TRAVAIL DEMANDÉ: Écrivez la suite du texte sur le geste, en commençant juste après sa dernière phrase.

TEXTE FOURNI:

#####

Dans quel espace et dans quel temps de possibles invisibles un geste s'inscrit-il? Ou dans quelles violences quand elles heurtent ou cassent ce point de justice en tout corps, que dit Eschyle (Agamemnon), où "le coeur bat et le diaphragme l'arrête en toute justice"? Ou dans quelle civilité soignante au contact des corps, en eux, même? Dans quelle compassion, parfois? (Lors de la Shoah par balles, des survivants des premières salves recueillirent dans les fosses les suivants, de gestes de consolation, de bribes de prières: "des agonisants se préoccupaient que d'autres qu'eux n'agonisent pas seuls. Il y avait là des gestes entre deux morts", écrit Daniel Dobbels.)
Il appartient à une formation de comédien d'apprendre des gestes. Comment, enseigne Alain Knapp, ouvrir une porte, inexistante 'dans la réalité', de façon que ce geste-là, de l'ouvrir, soit accompli et ressenti – le spectateur, dit Jouvet, ressent toujours ce que l'acteur éprouve, du moins quand une part d'ombre y est tenue – et comment l'ouvrir, ou la clore, de façon que s'y configurent, inchoatifs, un caractère et un drame, les arcanes d'un être dans une histoire proche d'advenir?

#####

EXTRAIT DES DONNÉES:
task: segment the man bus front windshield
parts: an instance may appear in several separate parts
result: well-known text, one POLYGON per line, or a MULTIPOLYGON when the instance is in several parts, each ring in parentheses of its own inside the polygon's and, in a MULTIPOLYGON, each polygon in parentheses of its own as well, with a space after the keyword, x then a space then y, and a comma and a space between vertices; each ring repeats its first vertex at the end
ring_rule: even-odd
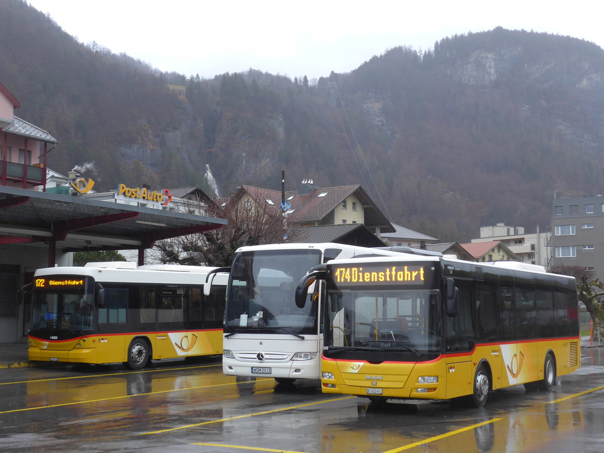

#####

VOTRE RÉPONSE:
Aube d'un geste. Inouïe, murmurante, pressentie, aimantée, essoufflée ou ravie, palimpseste oublié et incisif de chaque geste.
Frémissant et subtil tel un rythme respiratoire: il faut brûler de l'air pour agir, et l'on ne parle qu'en expirant. Une inquiétude de la respiration, abri ou menace ombreux, hante le temps présent. Sur quel fond de phantasmata passe un geste, toujours étrangement?